* EXERCISE
Start with the first line of the data and end with the line that holds "1052, row 908"; write out each one exactly.

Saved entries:
[Start of section]

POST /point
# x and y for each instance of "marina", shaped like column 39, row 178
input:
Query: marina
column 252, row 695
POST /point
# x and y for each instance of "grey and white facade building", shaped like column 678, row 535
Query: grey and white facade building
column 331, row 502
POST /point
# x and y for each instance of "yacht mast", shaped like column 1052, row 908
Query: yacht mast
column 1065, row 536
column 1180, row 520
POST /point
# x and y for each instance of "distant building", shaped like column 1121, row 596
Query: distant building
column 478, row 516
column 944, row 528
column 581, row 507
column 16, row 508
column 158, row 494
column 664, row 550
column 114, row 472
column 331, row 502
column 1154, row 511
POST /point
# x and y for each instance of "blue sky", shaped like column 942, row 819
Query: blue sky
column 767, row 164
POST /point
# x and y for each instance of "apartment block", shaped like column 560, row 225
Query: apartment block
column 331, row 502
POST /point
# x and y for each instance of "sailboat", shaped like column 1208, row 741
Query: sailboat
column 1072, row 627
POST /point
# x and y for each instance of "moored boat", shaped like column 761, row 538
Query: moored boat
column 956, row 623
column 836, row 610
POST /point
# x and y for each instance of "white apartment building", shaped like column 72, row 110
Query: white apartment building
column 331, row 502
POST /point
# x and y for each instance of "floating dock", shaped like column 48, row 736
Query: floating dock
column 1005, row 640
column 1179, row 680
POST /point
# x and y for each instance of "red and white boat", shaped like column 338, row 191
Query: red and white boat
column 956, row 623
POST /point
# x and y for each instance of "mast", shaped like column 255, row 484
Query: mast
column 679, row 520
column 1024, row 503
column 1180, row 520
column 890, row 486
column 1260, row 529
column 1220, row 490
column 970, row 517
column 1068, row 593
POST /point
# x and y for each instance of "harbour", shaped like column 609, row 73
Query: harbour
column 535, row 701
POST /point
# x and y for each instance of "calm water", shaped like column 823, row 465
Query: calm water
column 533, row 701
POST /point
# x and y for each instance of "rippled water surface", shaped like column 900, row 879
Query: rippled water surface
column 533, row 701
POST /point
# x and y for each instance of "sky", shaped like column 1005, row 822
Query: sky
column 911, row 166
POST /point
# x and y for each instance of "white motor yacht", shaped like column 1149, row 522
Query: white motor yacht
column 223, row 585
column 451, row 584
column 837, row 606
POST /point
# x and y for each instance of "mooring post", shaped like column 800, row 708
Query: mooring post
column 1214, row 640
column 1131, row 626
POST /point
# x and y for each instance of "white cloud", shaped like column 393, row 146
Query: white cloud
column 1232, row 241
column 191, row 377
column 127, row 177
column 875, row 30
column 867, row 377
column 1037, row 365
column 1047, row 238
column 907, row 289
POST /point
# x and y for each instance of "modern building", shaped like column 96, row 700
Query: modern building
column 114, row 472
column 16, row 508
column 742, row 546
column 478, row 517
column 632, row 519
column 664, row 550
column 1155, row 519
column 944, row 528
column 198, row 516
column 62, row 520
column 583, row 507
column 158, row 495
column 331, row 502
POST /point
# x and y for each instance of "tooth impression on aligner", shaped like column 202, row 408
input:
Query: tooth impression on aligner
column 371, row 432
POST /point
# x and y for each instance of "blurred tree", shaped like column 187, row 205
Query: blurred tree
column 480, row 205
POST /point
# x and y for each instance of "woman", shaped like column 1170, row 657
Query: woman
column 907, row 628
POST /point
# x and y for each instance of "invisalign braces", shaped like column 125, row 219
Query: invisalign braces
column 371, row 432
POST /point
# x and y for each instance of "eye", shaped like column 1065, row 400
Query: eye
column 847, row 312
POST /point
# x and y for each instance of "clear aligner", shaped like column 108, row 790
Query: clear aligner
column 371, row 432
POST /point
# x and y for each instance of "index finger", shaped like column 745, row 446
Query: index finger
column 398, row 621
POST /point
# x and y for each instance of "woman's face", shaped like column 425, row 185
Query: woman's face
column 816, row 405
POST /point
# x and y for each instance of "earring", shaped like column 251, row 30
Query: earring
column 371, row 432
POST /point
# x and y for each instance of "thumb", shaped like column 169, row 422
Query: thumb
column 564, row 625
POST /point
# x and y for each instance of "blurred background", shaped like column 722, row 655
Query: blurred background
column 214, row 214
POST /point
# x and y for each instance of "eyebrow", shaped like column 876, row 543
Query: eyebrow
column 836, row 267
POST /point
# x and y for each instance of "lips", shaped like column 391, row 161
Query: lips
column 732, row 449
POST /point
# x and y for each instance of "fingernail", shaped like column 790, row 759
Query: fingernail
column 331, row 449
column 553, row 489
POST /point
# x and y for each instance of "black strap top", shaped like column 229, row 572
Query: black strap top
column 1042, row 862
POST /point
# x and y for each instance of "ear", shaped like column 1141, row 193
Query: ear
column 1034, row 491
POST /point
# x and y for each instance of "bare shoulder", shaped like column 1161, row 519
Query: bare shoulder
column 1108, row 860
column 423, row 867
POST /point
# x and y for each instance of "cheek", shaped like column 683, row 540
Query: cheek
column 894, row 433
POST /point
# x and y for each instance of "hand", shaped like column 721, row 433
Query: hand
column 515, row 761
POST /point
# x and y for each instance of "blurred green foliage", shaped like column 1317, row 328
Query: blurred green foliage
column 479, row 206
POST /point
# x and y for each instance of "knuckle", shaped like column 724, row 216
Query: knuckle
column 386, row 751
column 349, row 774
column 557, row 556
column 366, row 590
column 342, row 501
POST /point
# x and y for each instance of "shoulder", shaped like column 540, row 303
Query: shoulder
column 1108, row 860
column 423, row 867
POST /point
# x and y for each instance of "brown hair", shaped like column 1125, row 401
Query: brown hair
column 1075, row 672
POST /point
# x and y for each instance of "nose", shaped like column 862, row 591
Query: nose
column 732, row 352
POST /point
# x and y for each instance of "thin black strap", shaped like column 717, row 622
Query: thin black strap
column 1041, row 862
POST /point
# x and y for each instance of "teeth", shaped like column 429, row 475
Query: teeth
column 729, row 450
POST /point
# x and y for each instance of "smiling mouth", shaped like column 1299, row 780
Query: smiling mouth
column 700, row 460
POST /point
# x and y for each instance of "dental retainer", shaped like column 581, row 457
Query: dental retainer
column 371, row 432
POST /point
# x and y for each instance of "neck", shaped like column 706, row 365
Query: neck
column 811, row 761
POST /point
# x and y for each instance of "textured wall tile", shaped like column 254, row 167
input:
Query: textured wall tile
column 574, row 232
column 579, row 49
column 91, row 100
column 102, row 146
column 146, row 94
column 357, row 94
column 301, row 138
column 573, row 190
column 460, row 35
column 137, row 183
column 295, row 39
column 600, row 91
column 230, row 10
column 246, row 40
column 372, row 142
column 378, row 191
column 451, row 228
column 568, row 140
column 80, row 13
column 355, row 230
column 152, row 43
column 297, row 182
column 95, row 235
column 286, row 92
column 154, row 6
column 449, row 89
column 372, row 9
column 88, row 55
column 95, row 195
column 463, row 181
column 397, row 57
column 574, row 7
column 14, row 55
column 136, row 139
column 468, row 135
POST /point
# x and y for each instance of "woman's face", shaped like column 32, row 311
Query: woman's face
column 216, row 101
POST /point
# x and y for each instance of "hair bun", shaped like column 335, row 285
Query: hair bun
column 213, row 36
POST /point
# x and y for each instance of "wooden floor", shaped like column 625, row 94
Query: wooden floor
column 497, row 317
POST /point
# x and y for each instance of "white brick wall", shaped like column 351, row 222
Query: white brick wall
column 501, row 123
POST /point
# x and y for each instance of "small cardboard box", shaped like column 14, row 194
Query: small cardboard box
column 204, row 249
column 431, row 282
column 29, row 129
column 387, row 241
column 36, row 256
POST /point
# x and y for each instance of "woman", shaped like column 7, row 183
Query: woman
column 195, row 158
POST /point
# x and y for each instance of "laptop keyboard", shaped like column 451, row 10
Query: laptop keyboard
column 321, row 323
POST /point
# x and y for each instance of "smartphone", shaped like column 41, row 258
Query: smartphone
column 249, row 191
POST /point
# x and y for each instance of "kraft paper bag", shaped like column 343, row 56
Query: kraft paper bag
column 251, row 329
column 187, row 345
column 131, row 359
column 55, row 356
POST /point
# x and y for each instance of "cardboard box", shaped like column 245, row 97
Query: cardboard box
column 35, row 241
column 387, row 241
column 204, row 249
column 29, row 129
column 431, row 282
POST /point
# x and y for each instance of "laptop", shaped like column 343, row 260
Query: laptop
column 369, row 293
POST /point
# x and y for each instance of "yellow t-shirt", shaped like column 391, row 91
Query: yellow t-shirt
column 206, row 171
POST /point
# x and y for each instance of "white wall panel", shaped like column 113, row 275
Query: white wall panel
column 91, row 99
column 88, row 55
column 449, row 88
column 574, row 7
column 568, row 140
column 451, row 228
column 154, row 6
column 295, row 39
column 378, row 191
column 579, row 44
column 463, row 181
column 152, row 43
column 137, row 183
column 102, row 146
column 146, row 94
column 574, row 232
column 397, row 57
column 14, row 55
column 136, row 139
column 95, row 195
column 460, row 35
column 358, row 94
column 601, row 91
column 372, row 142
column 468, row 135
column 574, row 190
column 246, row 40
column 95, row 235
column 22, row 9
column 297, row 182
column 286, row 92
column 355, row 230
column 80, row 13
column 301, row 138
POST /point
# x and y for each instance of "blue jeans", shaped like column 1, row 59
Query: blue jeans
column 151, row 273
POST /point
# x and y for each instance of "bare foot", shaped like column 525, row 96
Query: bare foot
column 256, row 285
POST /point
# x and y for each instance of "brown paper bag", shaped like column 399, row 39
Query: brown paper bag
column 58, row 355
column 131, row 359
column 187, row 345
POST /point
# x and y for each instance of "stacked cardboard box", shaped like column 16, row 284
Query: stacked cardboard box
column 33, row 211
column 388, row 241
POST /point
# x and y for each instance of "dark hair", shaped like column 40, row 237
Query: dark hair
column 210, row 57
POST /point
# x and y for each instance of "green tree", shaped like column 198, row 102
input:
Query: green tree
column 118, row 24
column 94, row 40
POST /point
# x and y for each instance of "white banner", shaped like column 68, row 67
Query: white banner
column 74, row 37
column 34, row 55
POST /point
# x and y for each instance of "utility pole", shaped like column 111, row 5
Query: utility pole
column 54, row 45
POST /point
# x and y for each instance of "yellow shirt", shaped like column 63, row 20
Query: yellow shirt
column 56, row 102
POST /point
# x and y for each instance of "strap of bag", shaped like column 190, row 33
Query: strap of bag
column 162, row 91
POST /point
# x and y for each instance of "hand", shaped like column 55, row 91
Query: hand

[End of section]

* OUTPUT
POST /point
# x and y for each instance of "marina", shaped like column 39, row 178
input:
Query: marina
column 252, row 695
POST /point
# x and y for each instance of "grey and white facade building", shaped like column 678, row 535
Query: grey and white facade building
column 331, row 502
POST /point
# x and y for each instance of "yacht mast", shaped like column 1052, row 908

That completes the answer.